▶ **Page text**
▼
Urey v. Grove City College

U.S. Court of Appeals for the Third Circuit
Urey v. Grove City College, 94 F. App'x 79 (3d Cir. 2004)

Urey v. Grove City College

Opinion

OPINION OF THE COURT

LAY, Circuit Judge.

Alice Urey appeals the District Court’s grant of summary judgment in favor of Grove City College on her claims of retaliatory discharge. We will affirm.

Background

From 1989 until her termination on April 5, 2001, Alice Urey worked as a housekeeper for Grove City College (the “College”), a private college located in Western Pennsylvania. Although Ms. Urey appears to have performed her job duties without incident during her first ten years of employment, the record reveals several instances of insubordination for which Ms. Urey was subjected to disciplinary action beginning in the spring of 1999.

On May 12, 1999, Ms. Urey received a verbal warning from Thomas Gregg, the Vice President of Operations for the College, stemming from a confrontation with her immediate supervisor over a job performance evaluation. Gregg reassigned Ms. Urey to another supervisor and cautioned her not to make any attempt at retaliation against her former supervisor.

On May 24, 2000, Ms. Urey received a written warning after she refused the requests of her supervisor to leave her workspace and attend a meeting with Gregg. Instead, Ms. Urey stressed that if Gregg wished to talk to her, he would have to come to see her. The purpose of this meeting was to discuss complaints made by Ms. Urey’s immediate supervisor that Ms. Urey had recently yelled at her regarding work assignments and the employee dress code.

On April 4, 2001, Ms. Urey walked out of a meeting with Gregg, despite being told that the meeting was not over and that her refusal to remain would be viewed as insubordination. The purpose of this meeting was to discuss a complaint made by Ms. Urey’s immediate supervisor that Ms. Urey had openly accused her of being lazy during a recent employee meeting. The following day, Ms. Urey was terminated.
▲
▶ **Data extract**
▼
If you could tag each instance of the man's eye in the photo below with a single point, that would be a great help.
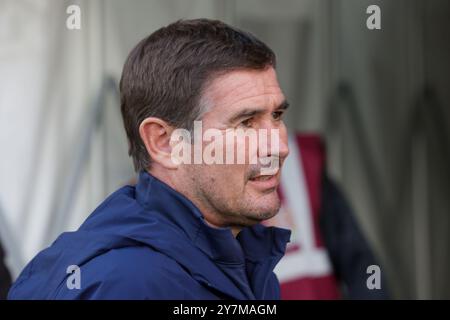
▲
▶ **Aim of the task**
Using the court opinion above, answer these:
(a) What position did Thomas Gregg hold at the College?
(b) On what date did Ms. Urey receive a written warning?
(c) On what date was Ms. Urey terminated?

▶ **Expected answer**
(a) Vice President of Operations
(b) May 24, 2000
(c) April 5, 2001